Entries taken from a collection

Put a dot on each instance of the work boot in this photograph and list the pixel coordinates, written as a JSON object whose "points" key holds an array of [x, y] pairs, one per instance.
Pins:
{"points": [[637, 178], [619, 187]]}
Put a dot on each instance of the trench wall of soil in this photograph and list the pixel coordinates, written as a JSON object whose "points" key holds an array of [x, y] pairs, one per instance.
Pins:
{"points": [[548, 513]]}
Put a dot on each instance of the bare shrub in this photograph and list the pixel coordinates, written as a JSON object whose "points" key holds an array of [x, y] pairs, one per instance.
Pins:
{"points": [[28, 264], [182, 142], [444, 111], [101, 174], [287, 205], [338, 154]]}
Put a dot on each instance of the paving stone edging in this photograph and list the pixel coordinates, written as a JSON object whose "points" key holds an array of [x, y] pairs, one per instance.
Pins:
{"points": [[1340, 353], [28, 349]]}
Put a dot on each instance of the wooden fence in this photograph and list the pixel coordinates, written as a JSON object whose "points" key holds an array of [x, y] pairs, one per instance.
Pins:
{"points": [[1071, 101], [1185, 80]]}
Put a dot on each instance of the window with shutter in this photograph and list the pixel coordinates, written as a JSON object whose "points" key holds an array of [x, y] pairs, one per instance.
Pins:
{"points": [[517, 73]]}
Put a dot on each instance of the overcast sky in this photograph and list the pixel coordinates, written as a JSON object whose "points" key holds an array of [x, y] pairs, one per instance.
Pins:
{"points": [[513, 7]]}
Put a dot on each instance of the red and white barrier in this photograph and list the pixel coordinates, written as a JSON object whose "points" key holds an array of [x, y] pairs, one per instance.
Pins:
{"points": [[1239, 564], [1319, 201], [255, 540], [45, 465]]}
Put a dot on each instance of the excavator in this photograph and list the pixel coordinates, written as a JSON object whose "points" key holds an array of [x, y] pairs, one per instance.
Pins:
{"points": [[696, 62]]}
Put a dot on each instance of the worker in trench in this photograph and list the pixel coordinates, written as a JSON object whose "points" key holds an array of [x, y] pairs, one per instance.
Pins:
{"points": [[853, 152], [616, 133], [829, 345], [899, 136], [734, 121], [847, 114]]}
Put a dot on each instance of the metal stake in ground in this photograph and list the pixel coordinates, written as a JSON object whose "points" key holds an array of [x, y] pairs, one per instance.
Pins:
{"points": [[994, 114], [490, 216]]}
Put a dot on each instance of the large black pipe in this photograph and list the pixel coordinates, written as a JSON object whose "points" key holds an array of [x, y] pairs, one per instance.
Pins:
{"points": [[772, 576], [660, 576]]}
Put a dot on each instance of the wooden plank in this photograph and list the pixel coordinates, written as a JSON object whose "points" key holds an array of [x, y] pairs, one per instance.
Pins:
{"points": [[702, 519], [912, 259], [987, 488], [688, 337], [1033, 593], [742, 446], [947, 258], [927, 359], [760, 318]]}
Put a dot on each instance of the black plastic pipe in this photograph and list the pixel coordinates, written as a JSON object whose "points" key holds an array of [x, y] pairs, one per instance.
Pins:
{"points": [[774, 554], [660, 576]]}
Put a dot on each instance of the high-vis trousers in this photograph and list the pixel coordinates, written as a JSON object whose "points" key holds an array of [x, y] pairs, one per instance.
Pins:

- _Exercise_
The whole of the data is to be returned with every line intact.

- _Exercise solution_
Put a dot on each instance of the work boot in this photograph and list the pixel coordinates, written as a JSON object whose "points" key holds an array of [x, y] pairs, one per instance.
Pins:
{"points": [[637, 178], [619, 187]]}
Put a dot on each instance of the trench wall of soil in this photograph and list the pixel coordinates, written as a JSON object whose "points" key holds an array of [x, y] pairs, one per instance.
Pins:
{"points": [[548, 513]]}
Put a dot on each instance of the bare shrub in this photograph and list the pixel coordinates, written as a JSON object whose "points" key holds an array of [x, y] pairs, one per instance.
Pins:
{"points": [[28, 264], [182, 142], [444, 111], [101, 174], [287, 205], [338, 154]]}
Put a dot on each instance of the paving stone edging in this photograph and list the pixel coordinates, written as a JSON object whose "points" key holds an array of [x, y] pairs, one per instance.
Pins:
{"points": [[1340, 353], [28, 349]]}
Put a dot on each instance of the wooden fence in this photograph and list the pixel coordinates, written as a JSON object whose "points" key holds an array of [x, y] pairs, one per instance.
Pins:
{"points": [[1071, 101], [1185, 80]]}
Put a dot on each instance of the window with shutter in this photograph and list the pixel coordinates, written as a JSON object whose "points" key holds an array of [x, y] pairs, one per instance.
Pins:
{"points": [[517, 73]]}
Put a dot on each instance of the overcast sky in this photograph and list the pixel coordinates, written as a JSON object whose "points" key holds an array of [x, y] pairs, one per instance.
Pins:
{"points": [[513, 7]]}
Put a dot on each instance of the red and white barrier in this photograph and list the pixel coordinates, written as a JSON object whose "points" key holds an array of [x, y] pairs, one per instance.
Pins:
{"points": [[1239, 564], [1319, 201], [255, 540], [45, 465]]}
Put a dot on each instance of the excavator in this photograph and list the pixel coordinates, written as a JSON object whose "points" key holds an array of [x, y] pairs, one per instance.
Pins:
{"points": [[696, 62]]}
Put a dot on each instance of the worker in trench in this photograph and list the pixel coordinates, written as a JSON object whose "points" key holds an array of [x, y] pairs, one per instance.
Pins:
{"points": [[853, 152], [616, 133], [829, 345], [899, 136], [734, 121], [847, 114]]}
Put a dot on each instance of the metal stake in ground in this photograph and list the pixel coordinates, written as a JSON object whose "points" key holds an array of [x, y] pairs, one per instance.
Pins:
{"points": [[994, 114], [490, 216]]}
Put a dot on each instance of the large black pipe in this photograph and list the pixel coordinates, written as a JSON object whose "points" key holds an array of [x, y] pairs, one per instance.
Pins:
{"points": [[772, 576], [660, 576]]}
Put a dot on each instance of the wooden plank in this photograph and list the pixel coordinates, written as a JSON object whose "points" key holds an array of [x, y] pairs, one per instance.
Pins:
{"points": [[702, 519], [912, 259], [987, 488], [688, 337], [1033, 593], [742, 446], [947, 258], [927, 359], [760, 318]]}
Put a dot on each instance of the black plastic pipe in this photograph and list the pixel coordinates, written as a JSON object whose "points" key holds an array of [x, y] pairs, one per instance.
Pins:
{"points": [[774, 554], [660, 576]]}
Put a dot on each instance of the high-vis trousers in this photograph and list the pixel coordinates, written as a JSON object whose "points" key holds an array of [x, y] pairs, one per instance.
Pins:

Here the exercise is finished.